* _Exercise brief_
Every entry must be given again exactly.

* _Material provided_
----
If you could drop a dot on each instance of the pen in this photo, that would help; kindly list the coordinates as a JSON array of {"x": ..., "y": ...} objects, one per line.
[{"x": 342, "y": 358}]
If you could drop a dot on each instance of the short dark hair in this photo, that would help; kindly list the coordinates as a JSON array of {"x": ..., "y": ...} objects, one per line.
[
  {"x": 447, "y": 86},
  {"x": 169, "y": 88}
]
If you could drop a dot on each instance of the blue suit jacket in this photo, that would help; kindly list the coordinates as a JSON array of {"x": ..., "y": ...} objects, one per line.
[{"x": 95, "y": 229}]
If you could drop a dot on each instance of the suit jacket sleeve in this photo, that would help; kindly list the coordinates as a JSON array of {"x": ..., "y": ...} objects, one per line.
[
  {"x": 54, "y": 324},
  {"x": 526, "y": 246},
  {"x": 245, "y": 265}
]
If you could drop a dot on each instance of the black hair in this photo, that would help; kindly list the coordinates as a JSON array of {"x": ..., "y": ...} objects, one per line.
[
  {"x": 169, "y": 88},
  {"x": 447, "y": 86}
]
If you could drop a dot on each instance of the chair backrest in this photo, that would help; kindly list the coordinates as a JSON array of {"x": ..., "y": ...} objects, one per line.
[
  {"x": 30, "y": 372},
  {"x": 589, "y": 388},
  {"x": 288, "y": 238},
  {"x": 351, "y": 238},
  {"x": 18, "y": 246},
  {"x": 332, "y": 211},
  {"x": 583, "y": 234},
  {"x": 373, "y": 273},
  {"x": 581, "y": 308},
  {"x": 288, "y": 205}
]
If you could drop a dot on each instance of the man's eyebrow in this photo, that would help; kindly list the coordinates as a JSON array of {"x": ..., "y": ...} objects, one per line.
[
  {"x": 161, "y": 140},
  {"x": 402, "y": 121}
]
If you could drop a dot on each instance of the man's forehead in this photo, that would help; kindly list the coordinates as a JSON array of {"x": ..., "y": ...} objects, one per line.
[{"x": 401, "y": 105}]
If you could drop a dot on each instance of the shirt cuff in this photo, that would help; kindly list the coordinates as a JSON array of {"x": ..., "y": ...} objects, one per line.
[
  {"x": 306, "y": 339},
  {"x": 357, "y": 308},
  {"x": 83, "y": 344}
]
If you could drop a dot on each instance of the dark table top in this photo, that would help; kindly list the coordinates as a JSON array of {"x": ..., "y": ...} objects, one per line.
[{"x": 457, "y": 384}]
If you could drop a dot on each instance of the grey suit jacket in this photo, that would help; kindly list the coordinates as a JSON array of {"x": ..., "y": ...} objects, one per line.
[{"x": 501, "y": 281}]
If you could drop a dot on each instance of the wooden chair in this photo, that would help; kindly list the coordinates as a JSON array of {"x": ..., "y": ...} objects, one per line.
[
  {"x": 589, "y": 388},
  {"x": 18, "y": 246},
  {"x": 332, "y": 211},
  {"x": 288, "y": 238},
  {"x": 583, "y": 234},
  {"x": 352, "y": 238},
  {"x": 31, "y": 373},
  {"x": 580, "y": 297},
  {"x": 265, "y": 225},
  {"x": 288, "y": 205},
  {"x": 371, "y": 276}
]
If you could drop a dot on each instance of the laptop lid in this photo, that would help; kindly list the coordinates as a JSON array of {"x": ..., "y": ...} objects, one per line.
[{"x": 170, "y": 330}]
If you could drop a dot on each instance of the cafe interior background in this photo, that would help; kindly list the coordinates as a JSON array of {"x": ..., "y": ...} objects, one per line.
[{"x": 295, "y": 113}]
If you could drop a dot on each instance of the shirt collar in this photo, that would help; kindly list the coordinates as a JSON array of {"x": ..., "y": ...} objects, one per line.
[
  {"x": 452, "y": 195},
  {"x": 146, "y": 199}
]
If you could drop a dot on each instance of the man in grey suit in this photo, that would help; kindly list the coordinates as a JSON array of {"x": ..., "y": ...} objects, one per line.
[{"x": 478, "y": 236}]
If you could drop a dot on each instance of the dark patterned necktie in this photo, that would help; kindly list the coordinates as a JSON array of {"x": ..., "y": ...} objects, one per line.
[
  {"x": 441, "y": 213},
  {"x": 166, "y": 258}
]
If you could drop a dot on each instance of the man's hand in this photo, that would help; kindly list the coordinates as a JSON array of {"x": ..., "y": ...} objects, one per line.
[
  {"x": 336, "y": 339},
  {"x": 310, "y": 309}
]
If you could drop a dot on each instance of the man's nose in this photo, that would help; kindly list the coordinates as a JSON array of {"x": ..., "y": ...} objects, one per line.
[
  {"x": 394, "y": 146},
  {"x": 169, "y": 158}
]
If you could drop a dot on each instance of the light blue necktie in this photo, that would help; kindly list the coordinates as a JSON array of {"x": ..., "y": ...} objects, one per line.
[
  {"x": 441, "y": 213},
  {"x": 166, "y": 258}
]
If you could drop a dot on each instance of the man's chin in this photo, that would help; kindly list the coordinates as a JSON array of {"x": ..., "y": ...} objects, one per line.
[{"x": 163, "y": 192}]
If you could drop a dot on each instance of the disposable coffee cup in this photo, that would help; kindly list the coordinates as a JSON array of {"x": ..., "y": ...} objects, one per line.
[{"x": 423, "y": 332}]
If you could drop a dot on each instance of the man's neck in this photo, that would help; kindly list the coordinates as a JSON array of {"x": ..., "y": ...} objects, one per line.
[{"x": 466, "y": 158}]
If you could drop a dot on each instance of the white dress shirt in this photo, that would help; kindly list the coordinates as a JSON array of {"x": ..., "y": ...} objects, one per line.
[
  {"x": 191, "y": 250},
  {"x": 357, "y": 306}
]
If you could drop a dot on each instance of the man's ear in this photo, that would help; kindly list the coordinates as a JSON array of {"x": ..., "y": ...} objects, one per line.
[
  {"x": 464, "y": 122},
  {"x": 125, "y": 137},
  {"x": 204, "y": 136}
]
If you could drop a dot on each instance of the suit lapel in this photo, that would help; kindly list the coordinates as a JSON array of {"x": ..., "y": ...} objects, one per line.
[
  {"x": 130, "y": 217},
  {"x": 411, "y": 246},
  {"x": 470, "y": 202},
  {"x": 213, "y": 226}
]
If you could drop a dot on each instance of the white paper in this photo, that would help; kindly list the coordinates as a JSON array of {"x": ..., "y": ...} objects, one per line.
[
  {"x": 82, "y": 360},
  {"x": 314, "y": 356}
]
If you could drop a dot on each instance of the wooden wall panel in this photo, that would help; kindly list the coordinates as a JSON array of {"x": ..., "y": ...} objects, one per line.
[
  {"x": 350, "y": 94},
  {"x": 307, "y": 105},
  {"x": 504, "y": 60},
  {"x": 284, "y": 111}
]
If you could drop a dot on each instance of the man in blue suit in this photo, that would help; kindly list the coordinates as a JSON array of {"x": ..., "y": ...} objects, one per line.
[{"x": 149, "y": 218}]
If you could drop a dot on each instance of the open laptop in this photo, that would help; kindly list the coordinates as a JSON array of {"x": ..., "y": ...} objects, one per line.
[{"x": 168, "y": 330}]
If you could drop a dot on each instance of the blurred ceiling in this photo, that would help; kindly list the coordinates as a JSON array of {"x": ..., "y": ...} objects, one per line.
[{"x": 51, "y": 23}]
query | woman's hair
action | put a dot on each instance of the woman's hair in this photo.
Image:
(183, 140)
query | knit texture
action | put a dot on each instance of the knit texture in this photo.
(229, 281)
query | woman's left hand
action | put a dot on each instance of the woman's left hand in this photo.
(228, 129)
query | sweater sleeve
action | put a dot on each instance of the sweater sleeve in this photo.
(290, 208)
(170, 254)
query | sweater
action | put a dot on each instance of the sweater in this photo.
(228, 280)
----
* _Solution to this exercise_
If you could drop a dot on each instance of the pen in this photo, that would help; kindly list the coordinates as a JSON array of {"x": ..., "y": ...} objects, one per line.
[{"x": 342, "y": 358}]
If you could drop a dot on each instance of the short dark hair in this photo, that would help; kindly list the coordinates as a JSON array of {"x": ..., "y": ...} objects, one per line.
[
  {"x": 447, "y": 86},
  {"x": 169, "y": 88}
]
If you could drop a dot on each instance of the blue suit jacket in this photo, that would help; kindly list the coordinates as a JSON array of {"x": ..., "y": ...} objects, one per line.
[{"x": 95, "y": 229}]
If you could drop a dot on each instance of the suit jacket sleeve in this photo, that would help; kindly list the coordinates as a JSON array of {"x": ..., "y": ...} objects, one per line.
[
  {"x": 54, "y": 324},
  {"x": 526, "y": 246},
  {"x": 245, "y": 265}
]
If you could drop a dot on each instance of the black hair in this photo, that would help; kindly list the coordinates as a JSON array of {"x": ..., "y": ...} objects, one per line.
[
  {"x": 169, "y": 88},
  {"x": 447, "y": 86}
]
If you could drop a dot on each instance of the chair backrest in this photo, that would help; kindly list the coordinates as a JSON array of {"x": ..., "y": ...} objects, one per line.
[
  {"x": 30, "y": 372},
  {"x": 589, "y": 388},
  {"x": 288, "y": 238},
  {"x": 351, "y": 238},
  {"x": 18, "y": 246},
  {"x": 332, "y": 211},
  {"x": 583, "y": 234},
  {"x": 373, "y": 273},
  {"x": 581, "y": 308},
  {"x": 288, "y": 205}
]
If you could drop a dot on each instance of the man's eyebrow in this photo, that would help; kindly list the coordinates as a JSON array of {"x": ..., "y": ...} objects, one per line.
[
  {"x": 161, "y": 140},
  {"x": 402, "y": 121}
]
If you could drop a dot on each instance of the man's forehead in this photo, that would help; kindly list the coordinates as a JSON array of {"x": ..., "y": ...} objects, one per line.
[{"x": 401, "y": 105}]
If you could drop a dot on each instance of the shirt cuff in this photo, that would help; kindly list the coordinates as a JSON array of {"x": ..., "y": ...} objects, one per line.
[
  {"x": 306, "y": 339},
  {"x": 357, "y": 308},
  {"x": 83, "y": 344}
]
If you could drop a dot on each instance of the dark table top in this photo, that would help; kindly list the coordinates as a JSON array of {"x": ..., "y": ...} objects, one per line.
[{"x": 457, "y": 384}]
If you could drop a dot on each instance of the grey suit jacket in this photo, that would help; kindly list the coordinates as a JSON array of {"x": ..., "y": ...} objects, one per line.
[{"x": 501, "y": 281}]
If you could drop a dot on each instance of the wooden chair in this photo, that would help; kindly list the coordinates as a JSON array of {"x": ..., "y": ...} objects, one per line.
[
  {"x": 589, "y": 388},
  {"x": 18, "y": 246},
  {"x": 332, "y": 211},
  {"x": 288, "y": 238},
  {"x": 583, "y": 234},
  {"x": 352, "y": 238},
  {"x": 31, "y": 373},
  {"x": 580, "y": 297},
  {"x": 265, "y": 225},
  {"x": 288, "y": 205},
  {"x": 371, "y": 276}
]
If you could drop a dot on each instance of the laptop lid in this photo, that would help; kindly list the coordinates as a JSON array of {"x": ..., "y": ...} objects, one per line.
[{"x": 170, "y": 330}]
If you could drop a dot on each instance of the cafe interior background in this photo, that would help; kindly list the coordinates as a JSON array of {"x": ..., "y": ...} objects, one per line.
[{"x": 295, "y": 113}]
If you could drop a dot on each instance of the shirt collar in this photo, that would help; kindly list the coordinates as a JSON array of {"x": ..., "y": ...} objects, one per line.
[
  {"x": 452, "y": 195},
  {"x": 146, "y": 199}
]
If you could drop a dot on each instance of the man in grey suit in this photo, that would help; kindly list the coordinates as a JSON array of {"x": ..., "y": ...} objects, one per line.
[{"x": 478, "y": 236}]
If you could drop a dot on each instance of the dark patterned necktie in this photo, that would help; kindly list the coordinates as a JSON array of {"x": ..., "y": ...} objects, one per line.
[
  {"x": 441, "y": 213},
  {"x": 166, "y": 258}
]
If you could drop a dot on each instance of the man's hand in this photo, that would help; kindly list the coordinates as a JSON array of {"x": ..., "y": ...} objects, one per line.
[
  {"x": 336, "y": 339},
  {"x": 310, "y": 309}
]
If you could drop a dot on each instance of the man's nose in this photo, that would help; kindly list the coordinates as a JSON array of {"x": ..., "y": ...} objects, one per line.
[
  {"x": 394, "y": 146},
  {"x": 169, "y": 158}
]
If you could drop a dot on each instance of the light blue necktie in this photo, that would help; kindly list the coordinates as a JSON array of {"x": ..., "y": ...} objects, one per line.
[
  {"x": 441, "y": 213},
  {"x": 166, "y": 258}
]
If you could drop a dot on each instance of the man's chin in this photo, that would help; kindly list the coordinates as a JSON array of {"x": ..., "y": ...} objects, one per line.
[{"x": 163, "y": 192}]
If you could drop a dot on each instance of the disposable coffee cup in this photo, that would help; kindly list the coordinates as a JSON array of {"x": ..., "y": ...} objects, one per line.
[{"x": 423, "y": 332}]
If you could drop a dot on each instance of the man's neck in this photo, that would help; kindly list the coordinates as a JSON array of {"x": ..., "y": ...} objects, one per line.
[{"x": 466, "y": 158}]
If you could drop a dot on each instance of the white dress shirt in this photo, that would help; kindly list the coordinates as a JSON array of {"x": ..., "y": ...} objects, one per line.
[
  {"x": 191, "y": 250},
  {"x": 357, "y": 306}
]
If you could drop a dot on each instance of the man's ear in this photo, that would help; kindly list the coordinates as a JSON array of {"x": ..., "y": ...} objects, one per line.
[
  {"x": 464, "y": 122},
  {"x": 125, "y": 137},
  {"x": 204, "y": 136}
]
If you could drop a dot on each instance of the suit lapel in this photo, that would help; kindly list the coordinates as a JSON array of {"x": ..., "y": ...} objects, one per line.
[
  {"x": 130, "y": 217},
  {"x": 411, "y": 246},
  {"x": 470, "y": 202},
  {"x": 213, "y": 226}
]
If you could drop a dot on each instance of the white paper in this photo, that would help; kindly list the coordinates as a JSON array of {"x": ..., "y": ...} objects, one per line.
[
  {"x": 82, "y": 360},
  {"x": 314, "y": 356}
]
If you could drop a dot on each instance of the wooden wall panel in this photo, that would help; kindly list the coordinates as a JSON array of {"x": ..., "y": ...} objects, one per line.
[
  {"x": 350, "y": 94},
  {"x": 307, "y": 105},
  {"x": 504, "y": 60},
  {"x": 284, "y": 111}
]
If you could drop a dot on each instance of the man in blue suit in this photo, that would help; kindly list the coordinates as a JSON array of {"x": ..., "y": ...} objects, one per line.
[{"x": 149, "y": 218}]
If you could drop a dot on each instance of the open laptop in this photo, that would help; kindly list the coordinates as a JSON array of {"x": ..., "y": ...} objects, one per line.
[{"x": 168, "y": 330}]
If you could drop a dot on each instance of the blurred ceiling in this photo, that would help; kindly list the coordinates as a JSON array of {"x": ..., "y": ...} objects, one per line.
[{"x": 51, "y": 23}]
query | woman's hair
action | put a dot on each instance of the woman's hair in this photo.
Image:
(183, 140)
query | knit texture
action | put a dot on each instance of the knit texture in this photo.
(229, 281)
query | woman's left hand
action | put a dot on each instance of the woman's left hand in this photo.
(228, 129)
query | sweater sleeve
action | put a dot on each instance of the sweater sleeve in this photo.
(290, 208)
(170, 254)
query | sweater
action | put a dot on each instance of the sweater in this photo.
(228, 280)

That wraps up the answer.